Chapter 2

Using Boot Diagnostics

IN THIS CHAPTER

Bullet Figuring out what’s going wrong with boot diagnostics

Bullet Using a special boot mode to bypass server issues

Bullet Performing a memory test on your server

Bullet Using the Command Prompt to troubleshoot

Bullet Troubleshooting with third-party boot utilities

As a system administrator, you’ll get the inevitable call one day about a server that just won’t start. Maybe the server is in a continuous boot loop. Maybe the server just hangs. Your mission, should you choose to accept it, is to figure out why the system is having issues starting and then fix the issue.

This chapter discusses basic tools and techniques to troubleshoot issues that are causing your system to not be able to boot properly.

Accessing Boot Diagnostics

The first step to figuring out what’s going wrong with your system is to access the boot diagnostic utilities that ship with Windows Server operating systems.

From the DVD

If the server that is having boot issues is a physical server, you can use a DVD or a USB flash drive to access the boot diagnostics menu. It’s very rare to have physical media on hand anymore, so, chances are, you’ll need to download the ISO file for Windows Server 2019 from the Microsoft website and burn the image to the DVD or USB flash drive.

Technical stuff An ISO file is a duplicate of what’s on a physical disc.

After you have the disc ready to go, you need to insert the disc or the USB flash drive into the server and boot from it. You may need to change the boot order on the server so that the boot order will start with the DVD drive or the USB flash drive before the hard drive. You can make this change by accessing the Basic Input/Output System (BIOS). On server systems, this option is available when the system is booting. The key you need to press to access the BIOS will depend on the firmware manufacturer that created the BIOS/UEFI. Some systems simply offer you a boot menu when you press F12, which will allow you to select the DVD drive or USB flash drive for a one-time boot.

When you’ve figured out how to boot from the DVD or USB flash drive, follow these steps:

  1. Boot from the DVD or USB flash drive.
  2. When you see the message Press any key to boot from CD or DVD, press any key.

    The installation wizard for Windows Server 2019 runs.

  3. On the first screen, click Next.

    This screen is just asking for language, time and currency format, and keyboard or input method. You can safely accept the defaults.

  4. On the next screen, you see the big Install now button. Don't click that! Instead, look in the lower-left corner for the Repair Your Computer link (see Figure 2-1), and click that.
  5. On the next screen, click Troubleshoot.

    This gives you your available options (see Figure 2-2):

    • System Image Recovery: Allows you to restore your system from an image created by a backup utility. You’ll be asked to choose a target operating system to restore, and then you’ll be shown available backups you can use.
    • Command Prompt: Allows you to do advanced troubleshooting and is especially helpful if you need to repair boot files. You can use the diskpart utility to work with the drive, and the bootrec command to either rebuild or repair the boot files.

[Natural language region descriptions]
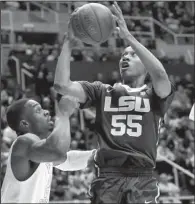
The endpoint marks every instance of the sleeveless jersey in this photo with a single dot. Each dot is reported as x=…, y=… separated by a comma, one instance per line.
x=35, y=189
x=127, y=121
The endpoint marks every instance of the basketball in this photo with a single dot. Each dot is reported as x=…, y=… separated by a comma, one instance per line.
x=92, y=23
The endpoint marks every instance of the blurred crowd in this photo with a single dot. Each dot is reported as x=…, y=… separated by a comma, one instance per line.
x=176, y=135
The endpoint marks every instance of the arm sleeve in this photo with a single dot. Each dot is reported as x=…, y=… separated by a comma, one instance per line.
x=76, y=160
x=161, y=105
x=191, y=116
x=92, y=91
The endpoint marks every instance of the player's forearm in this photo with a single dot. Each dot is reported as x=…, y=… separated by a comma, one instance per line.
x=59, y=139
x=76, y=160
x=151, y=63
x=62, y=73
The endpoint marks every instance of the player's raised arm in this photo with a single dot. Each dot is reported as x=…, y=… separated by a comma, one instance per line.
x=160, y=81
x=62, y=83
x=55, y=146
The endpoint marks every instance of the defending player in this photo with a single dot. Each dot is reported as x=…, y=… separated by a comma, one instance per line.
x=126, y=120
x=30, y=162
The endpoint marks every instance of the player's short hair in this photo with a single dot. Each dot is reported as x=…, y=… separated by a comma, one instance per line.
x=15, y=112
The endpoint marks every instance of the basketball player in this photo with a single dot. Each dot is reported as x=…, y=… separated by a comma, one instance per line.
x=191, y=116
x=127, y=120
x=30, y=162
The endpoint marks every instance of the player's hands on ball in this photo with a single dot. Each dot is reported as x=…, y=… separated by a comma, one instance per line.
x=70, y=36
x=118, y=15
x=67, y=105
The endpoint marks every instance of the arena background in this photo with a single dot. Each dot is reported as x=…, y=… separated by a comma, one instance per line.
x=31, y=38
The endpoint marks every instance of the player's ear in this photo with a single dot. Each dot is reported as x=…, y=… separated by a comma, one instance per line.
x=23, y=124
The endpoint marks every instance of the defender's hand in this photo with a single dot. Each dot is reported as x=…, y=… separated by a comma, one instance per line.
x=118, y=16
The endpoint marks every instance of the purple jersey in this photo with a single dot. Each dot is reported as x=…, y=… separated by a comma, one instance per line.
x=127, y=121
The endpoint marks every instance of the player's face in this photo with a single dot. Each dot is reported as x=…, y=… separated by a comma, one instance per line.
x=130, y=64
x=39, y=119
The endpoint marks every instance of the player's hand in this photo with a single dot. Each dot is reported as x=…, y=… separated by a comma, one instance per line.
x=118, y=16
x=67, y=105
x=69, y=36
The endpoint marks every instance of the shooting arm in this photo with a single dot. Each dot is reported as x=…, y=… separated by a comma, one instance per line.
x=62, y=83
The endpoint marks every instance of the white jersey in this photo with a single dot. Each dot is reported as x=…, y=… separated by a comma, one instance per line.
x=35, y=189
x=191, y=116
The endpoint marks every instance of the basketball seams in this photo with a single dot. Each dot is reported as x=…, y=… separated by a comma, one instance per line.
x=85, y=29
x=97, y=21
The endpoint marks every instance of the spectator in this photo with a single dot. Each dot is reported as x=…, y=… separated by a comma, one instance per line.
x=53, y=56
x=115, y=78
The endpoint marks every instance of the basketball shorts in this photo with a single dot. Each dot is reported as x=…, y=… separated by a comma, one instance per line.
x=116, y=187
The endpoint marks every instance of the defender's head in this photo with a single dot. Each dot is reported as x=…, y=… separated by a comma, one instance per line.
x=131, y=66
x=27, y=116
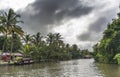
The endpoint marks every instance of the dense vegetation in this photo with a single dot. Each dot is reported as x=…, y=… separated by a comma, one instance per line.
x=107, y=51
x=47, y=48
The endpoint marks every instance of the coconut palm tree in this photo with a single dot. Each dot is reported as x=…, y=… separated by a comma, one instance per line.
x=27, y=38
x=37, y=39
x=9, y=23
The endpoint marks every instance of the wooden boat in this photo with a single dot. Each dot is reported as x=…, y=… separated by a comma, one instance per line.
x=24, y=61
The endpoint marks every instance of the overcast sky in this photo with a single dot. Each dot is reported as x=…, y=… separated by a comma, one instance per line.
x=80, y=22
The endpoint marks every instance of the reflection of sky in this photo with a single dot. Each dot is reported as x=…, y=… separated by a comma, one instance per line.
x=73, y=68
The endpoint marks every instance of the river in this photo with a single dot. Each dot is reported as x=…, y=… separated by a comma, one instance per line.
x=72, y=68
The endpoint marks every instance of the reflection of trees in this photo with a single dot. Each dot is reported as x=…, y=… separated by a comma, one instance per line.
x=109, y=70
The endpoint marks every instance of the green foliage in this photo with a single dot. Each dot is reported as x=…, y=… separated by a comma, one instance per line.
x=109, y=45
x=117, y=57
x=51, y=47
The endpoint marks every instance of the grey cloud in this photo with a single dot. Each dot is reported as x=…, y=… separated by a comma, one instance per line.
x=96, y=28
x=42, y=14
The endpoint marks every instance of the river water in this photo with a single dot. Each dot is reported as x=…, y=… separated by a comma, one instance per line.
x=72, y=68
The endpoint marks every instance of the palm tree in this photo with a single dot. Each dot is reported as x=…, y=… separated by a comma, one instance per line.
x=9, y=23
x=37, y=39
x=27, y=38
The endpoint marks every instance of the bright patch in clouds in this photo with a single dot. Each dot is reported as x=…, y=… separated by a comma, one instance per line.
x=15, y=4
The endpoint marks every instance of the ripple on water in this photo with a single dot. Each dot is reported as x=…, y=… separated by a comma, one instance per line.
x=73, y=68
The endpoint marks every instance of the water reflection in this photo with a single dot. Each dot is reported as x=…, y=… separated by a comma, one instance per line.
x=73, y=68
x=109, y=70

* * *

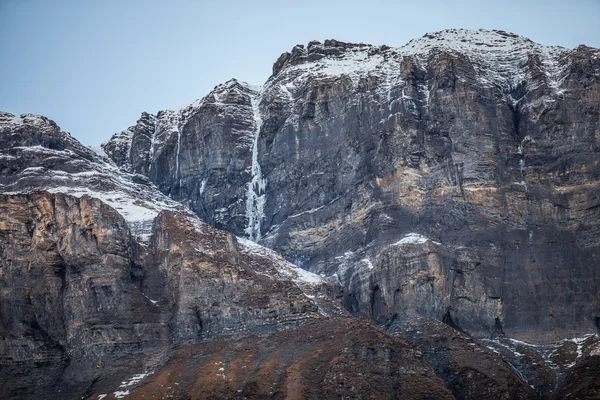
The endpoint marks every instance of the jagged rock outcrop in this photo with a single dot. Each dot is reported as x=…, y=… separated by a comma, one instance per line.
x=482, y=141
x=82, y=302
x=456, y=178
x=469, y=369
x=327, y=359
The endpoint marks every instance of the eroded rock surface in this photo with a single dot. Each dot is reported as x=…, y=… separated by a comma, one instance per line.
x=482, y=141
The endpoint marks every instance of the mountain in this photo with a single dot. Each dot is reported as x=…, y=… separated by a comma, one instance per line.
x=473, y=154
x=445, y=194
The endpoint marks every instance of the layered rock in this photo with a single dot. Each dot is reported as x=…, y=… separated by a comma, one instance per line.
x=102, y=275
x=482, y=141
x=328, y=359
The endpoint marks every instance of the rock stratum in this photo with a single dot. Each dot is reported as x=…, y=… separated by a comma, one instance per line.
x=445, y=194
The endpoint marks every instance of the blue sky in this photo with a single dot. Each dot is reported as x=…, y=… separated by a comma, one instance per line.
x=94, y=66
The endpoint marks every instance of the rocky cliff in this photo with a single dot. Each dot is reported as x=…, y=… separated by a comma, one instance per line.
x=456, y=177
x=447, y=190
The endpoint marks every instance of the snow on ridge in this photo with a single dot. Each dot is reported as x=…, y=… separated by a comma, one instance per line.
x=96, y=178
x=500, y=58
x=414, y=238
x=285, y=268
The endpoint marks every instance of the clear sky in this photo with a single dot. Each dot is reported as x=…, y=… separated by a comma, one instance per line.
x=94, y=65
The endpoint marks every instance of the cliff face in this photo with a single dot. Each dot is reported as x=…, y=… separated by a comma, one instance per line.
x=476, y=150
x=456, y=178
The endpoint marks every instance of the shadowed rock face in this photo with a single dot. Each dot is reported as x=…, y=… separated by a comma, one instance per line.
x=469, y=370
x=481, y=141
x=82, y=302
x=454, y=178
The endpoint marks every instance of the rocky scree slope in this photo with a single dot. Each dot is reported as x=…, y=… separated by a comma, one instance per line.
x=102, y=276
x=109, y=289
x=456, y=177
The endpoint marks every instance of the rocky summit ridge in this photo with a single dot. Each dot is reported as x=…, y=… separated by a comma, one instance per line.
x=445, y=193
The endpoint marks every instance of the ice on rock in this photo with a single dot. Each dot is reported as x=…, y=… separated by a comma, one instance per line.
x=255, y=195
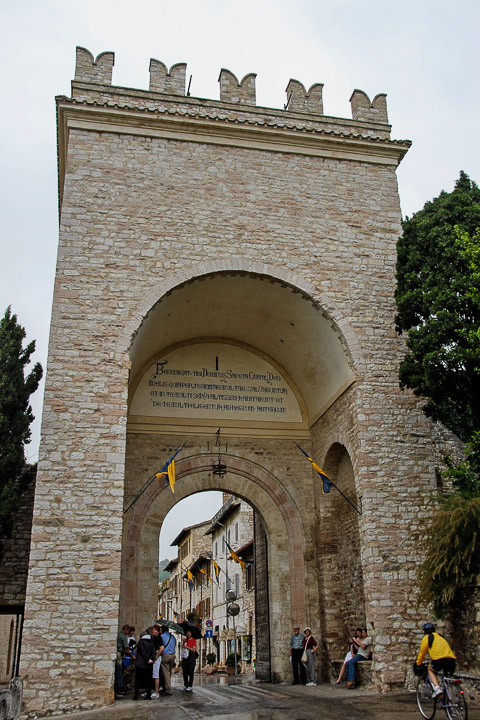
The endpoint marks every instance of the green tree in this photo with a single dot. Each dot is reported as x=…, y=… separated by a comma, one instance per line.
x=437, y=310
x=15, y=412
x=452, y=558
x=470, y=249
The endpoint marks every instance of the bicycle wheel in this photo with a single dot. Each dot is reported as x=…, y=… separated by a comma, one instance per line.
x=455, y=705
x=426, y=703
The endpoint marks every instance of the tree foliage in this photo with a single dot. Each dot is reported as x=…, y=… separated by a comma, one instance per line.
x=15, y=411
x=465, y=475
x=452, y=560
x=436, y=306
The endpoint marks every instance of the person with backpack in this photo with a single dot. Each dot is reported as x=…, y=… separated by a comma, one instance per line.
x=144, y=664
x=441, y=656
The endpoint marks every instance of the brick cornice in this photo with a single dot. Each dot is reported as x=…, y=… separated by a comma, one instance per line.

Exercises to complete:
1 – From the boot diagnostics chapter, repeat everything from "When you’ve figured" down to "press any key.".
2 – Summarize the boot diagnostics chapter in two sentences.
3 – Please resume the boot diagnostics chapter from the point where it stops.

Responses in order:
1 –
When you’ve figured out how to boot from the DVD or USB flash drive, follow these steps:

  1. Boot from the DVD or USB flash drive.
  2. When you see the message Press any key to boot from CD or DVD, press any key.

2 – When a server won't start, the first step is to access the boot diagnostic utilities that ship with Windows Server; on a physical server this can be done by booting from a DVD or USB flash drive holding the Windows Server 2019 ISO image, which may require changing the boot order in the BIOS. In the installation wizard, the Repair Your Computer link and then Troubleshoot lead to options such as System Image Recovery, which restores the system from a backup image, and Command Prompt, which allows advanced troubleshooting such as repairing boot files with diskpart and bootrec.

3 –
    • UEFI Firmware Settings: In newer systems, Unified Extensible Firmware Interface (UEFI) has replaced the older BIOS firmware due to the latter’s technical limitations and slowness; UEFI is now the preferred firmware to use. In fact, Intel announced that it was planning on dropping support for legacy BIOS firmware in 2020. The UEFI firmware will give you options that vary depending on the system in question, but they include things like enabling or disabling Trusted Platform Module (TPM), using Secure Boot Control, working with Secure Boot Keys, and more.
Screen capture depicting Server 2019 screen with the Repair Your Computer link at the lower-left corner.

FIGURE 2-1: Look for the Repair Your Computer link in the lower-left corner.

Screen capture depicting  Advanced Options screen with Command Prompt option selected.

FIGURE 2-2: The Advanced Options screen.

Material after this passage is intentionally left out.